### DESCRIPTION OF THE TASK
Copy every row below word for word, leaving out the pictures.

Extracted data rows:
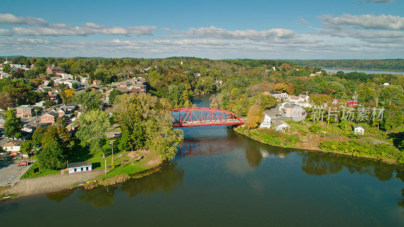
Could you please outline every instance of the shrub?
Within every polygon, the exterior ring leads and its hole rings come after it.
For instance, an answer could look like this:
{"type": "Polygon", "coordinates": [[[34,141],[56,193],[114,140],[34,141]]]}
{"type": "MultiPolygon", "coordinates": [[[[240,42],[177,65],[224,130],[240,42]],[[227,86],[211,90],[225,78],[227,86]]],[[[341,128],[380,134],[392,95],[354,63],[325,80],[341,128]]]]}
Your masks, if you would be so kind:
{"type": "Polygon", "coordinates": [[[309,127],[309,131],[317,135],[321,131],[321,127],[318,125],[313,125],[309,127]]]}

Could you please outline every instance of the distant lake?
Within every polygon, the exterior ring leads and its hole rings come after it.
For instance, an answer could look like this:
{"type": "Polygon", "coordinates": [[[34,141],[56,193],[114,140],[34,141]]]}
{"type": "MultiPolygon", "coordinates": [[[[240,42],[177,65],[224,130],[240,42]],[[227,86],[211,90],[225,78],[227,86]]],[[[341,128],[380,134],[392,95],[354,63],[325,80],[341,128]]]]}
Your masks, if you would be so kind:
{"type": "Polygon", "coordinates": [[[402,73],[404,74],[404,71],[389,71],[387,70],[368,70],[359,69],[330,69],[328,68],[323,68],[323,70],[325,70],[327,73],[336,73],[338,71],[342,71],[344,73],[351,73],[352,72],[358,72],[359,73],[365,73],[376,74],[377,73],[387,73],[390,74],[398,74],[402,73]]]}

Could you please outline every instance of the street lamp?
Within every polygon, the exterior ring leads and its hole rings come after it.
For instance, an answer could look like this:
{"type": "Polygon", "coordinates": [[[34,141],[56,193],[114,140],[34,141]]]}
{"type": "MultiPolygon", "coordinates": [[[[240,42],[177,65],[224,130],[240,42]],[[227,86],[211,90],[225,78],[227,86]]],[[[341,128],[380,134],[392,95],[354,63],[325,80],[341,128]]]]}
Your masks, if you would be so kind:
{"type": "Polygon", "coordinates": [[[112,145],[112,161],[114,162],[114,140],[111,140],[111,144],[112,145]]]}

### RESPONSE
Could you please outline every instance of the shrub?
Within every polygon, the exterior ring leads and its hole rings come after it.
For instance, an answer could look like this:
{"type": "Polygon", "coordinates": [[[34,141],[56,193],[114,140],[34,141]]]}
{"type": "MultiPolygon", "coordinates": [[[[240,42],[177,65],[224,130],[240,42]],[[227,86],[211,90],[225,78],[227,86]]],[[[341,128],[380,134],[392,95],[354,63],[325,80],[341,128]]]]}
Your masks, if you would be so kind:
{"type": "Polygon", "coordinates": [[[309,127],[309,131],[317,135],[321,131],[321,127],[318,125],[313,125],[309,127]]]}

Could you please outline every instance of the distant lake?
Within every polygon, the exterior ring leads and its hole rings come after it.
For instance, an answer could look like this:
{"type": "Polygon", "coordinates": [[[34,141],[56,193],[114,140],[34,141]]]}
{"type": "MultiPolygon", "coordinates": [[[[240,42],[177,65],[224,130],[240,42]],[[227,86],[211,90],[225,78],[227,86]]],[[[341,128],[380,134],[392,95],[354,63],[325,80],[341,128]]]]}
Your masks, if you would be so kind:
{"type": "Polygon", "coordinates": [[[402,73],[404,74],[404,71],[389,71],[387,70],[368,70],[359,69],[330,69],[328,68],[323,68],[323,70],[325,70],[327,73],[336,73],[338,71],[342,71],[344,73],[351,73],[352,72],[358,72],[359,73],[365,73],[376,74],[377,73],[387,73],[390,74],[398,74],[402,73]]]}

Could you please outline every instance of the street lamp?
Within every polygon, the exterior ring leads and its hole rings come after it.
For instance, an answer could look like this:
{"type": "Polygon", "coordinates": [[[34,141],[56,193],[114,140],[34,141]]]}
{"type": "MultiPolygon", "coordinates": [[[[240,42],[177,65],[224,130],[240,42]],[[227,86],[211,90],[225,78],[227,86]]],[[[341,128],[380,134],[392,95],[354,63],[325,80],[341,128]]]]}
Your masks, if you would be so kind:
{"type": "Polygon", "coordinates": [[[112,145],[112,161],[114,162],[114,140],[111,140],[111,144],[112,145]]]}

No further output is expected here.